Supplied text:
------------------------

EXAMPLES

Grechka and Kachanov (2006a,b) have generated two distinct numerical data sets for crack densities $\rho = 0.05$, 0.10, 0.15, and 0.20. (Crack density is defined as $\rho = na^3$, where n is the number density per unit volume. Radius of a typical crack is a. If there is a distribution of crack sizes, then na³ is replaced by an appropriate average value.) Cracks are all penny-shaped, but not necessarily flat. We assume that the aspect ratio is small (but finite, i.e., nonzero) and, therefore, we can ignore it here.

The two models considered have very different Poisson's ratios for the isotropic background media: (1) $\nu_0 = 0.00$ and (2) $\nu_0 = 0.4375$. We will call these two models, respectively, the first model and the second model. The first model corresponds to a rigid medium very stiff under shear, while the second model corresponds to a medium much more compliant in shear. The two models approximately bracket the expected range of behavior in earth systems, for which a typical value might be $\nu_0 = 0.4$ in reservoir rocks. The first model has background stiffness matrix values C₁₁ = C₂₂ = C₃₃ = 13.75 GPa, C₁₂ = C₁₃ = C₂₃ = 0.00 GPa, and C₄₄ = C₅₅ = C₆₆ = 6.875 GPa. Bulk modulus for this model is therefore K₀ = 4.583 GPa and shear modulus is G₀ = 6.875 GPa. The second model has stiffness matrix values C₁₁ = C₂₂ = C₃₃ = 19.80 GPa, C₁₂ = C₁₃ = C₂₃ = 15.40 GPa, and C₄₄ = C₅₅ = C₆₆ = 2.20 GPa. Bulk modulus for this model is therefore K₀ = 16.86 GPa and shear modulus is G₀ = 2.20 GPa. The second model also corresponds to a background material having compressional wave speed V_p = 3 km/s, shear wave speed V_s = 1 km/s, and mass density $\rho_m = 2200.0$ kg/m³.

------------------------

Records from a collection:
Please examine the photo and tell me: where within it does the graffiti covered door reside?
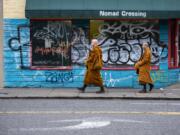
[30,20,72,68]
[90,20,163,67]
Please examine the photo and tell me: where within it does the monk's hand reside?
[134,63,139,69]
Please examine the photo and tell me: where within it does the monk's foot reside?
[139,89,146,93]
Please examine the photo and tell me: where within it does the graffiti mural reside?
[3,19,179,88]
[71,20,90,65]
[45,72,73,84]
[90,21,167,66]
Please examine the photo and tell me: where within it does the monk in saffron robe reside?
[79,39,105,93]
[135,43,154,93]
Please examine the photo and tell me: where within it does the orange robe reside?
[135,47,153,84]
[84,46,103,87]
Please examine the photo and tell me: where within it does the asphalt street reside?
[0,99,180,135]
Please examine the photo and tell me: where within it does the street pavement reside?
[0,99,180,135]
[0,82,180,100]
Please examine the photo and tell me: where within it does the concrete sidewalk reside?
[0,83,180,100]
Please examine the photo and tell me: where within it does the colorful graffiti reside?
[4,19,177,88]
[98,22,167,66]
[45,71,73,84]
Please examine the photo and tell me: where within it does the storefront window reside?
[90,20,160,68]
[30,20,72,68]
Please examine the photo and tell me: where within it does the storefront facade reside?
[3,0,180,88]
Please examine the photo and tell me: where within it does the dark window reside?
[30,20,72,68]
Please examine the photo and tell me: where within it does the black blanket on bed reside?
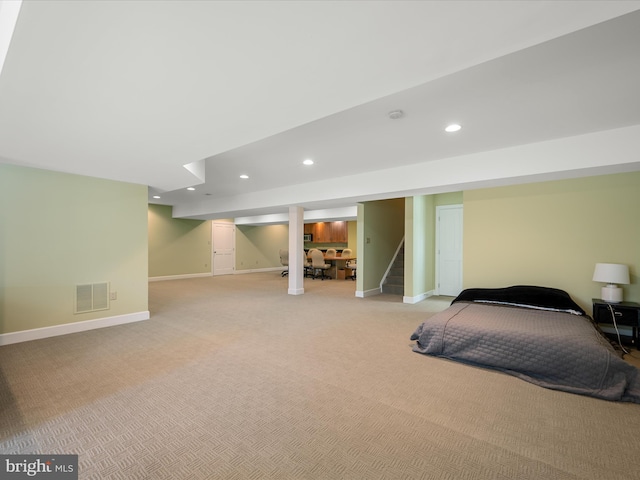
[411,286,640,403]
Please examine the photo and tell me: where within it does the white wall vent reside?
[74,282,109,313]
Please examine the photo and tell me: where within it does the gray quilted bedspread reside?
[411,303,640,403]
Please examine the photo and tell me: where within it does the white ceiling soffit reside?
[0,1,640,223]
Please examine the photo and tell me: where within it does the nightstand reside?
[592,298,640,348]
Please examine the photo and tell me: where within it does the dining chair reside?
[311,249,331,280]
[279,248,289,277]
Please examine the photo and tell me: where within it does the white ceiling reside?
[0,0,640,218]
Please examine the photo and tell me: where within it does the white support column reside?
[288,207,304,295]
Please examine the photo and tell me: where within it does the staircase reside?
[382,244,404,295]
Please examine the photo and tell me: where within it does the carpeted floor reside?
[0,272,640,480]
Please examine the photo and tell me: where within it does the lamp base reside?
[601,285,622,303]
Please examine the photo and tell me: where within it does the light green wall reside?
[464,172,640,312]
[236,225,288,271]
[404,195,435,297]
[0,165,148,333]
[356,198,405,292]
[148,205,211,277]
[347,221,358,257]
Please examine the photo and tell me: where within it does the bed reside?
[411,285,640,403]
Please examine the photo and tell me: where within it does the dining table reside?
[307,255,358,279]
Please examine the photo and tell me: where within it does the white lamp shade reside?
[593,263,629,303]
[593,263,629,285]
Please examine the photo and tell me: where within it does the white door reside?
[211,222,236,275]
[436,205,462,297]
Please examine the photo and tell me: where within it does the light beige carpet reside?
[0,272,640,480]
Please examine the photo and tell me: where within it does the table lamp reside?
[593,263,629,303]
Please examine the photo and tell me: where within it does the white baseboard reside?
[0,311,150,346]
[234,267,284,275]
[356,288,382,298]
[149,272,213,282]
[402,290,435,304]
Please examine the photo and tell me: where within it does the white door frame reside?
[435,204,464,295]
[211,222,236,275]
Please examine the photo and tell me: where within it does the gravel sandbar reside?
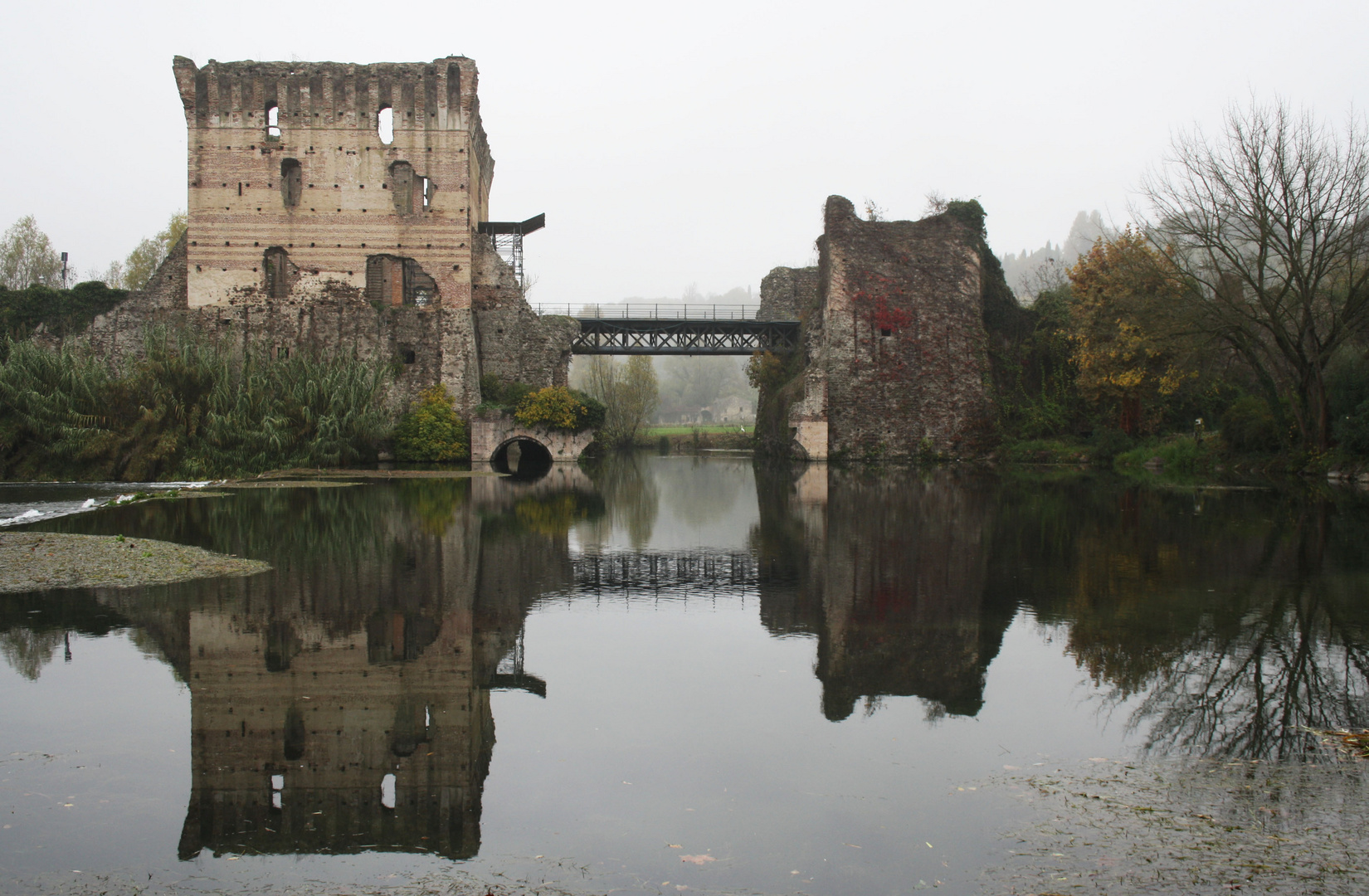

------------------------

Given problem 1:
In the crack-density passage, what shear wave speed does the second model's background material have?
Given problem 2:
Retype the lines of the entries above, starting at the line that contains "quilted bedspread reside?" and ending at the line that contains "[0,1,640,223]", both included.

Task answer 1:
1 km/s

Task answer 2:
Please examine the photo and tell me: where within it does the gray quilted bedspread reside?
[411,303,640,403]
Please examine the photo and tell me: where within it does the white ceiling soffit reside?
[0,1,640,223]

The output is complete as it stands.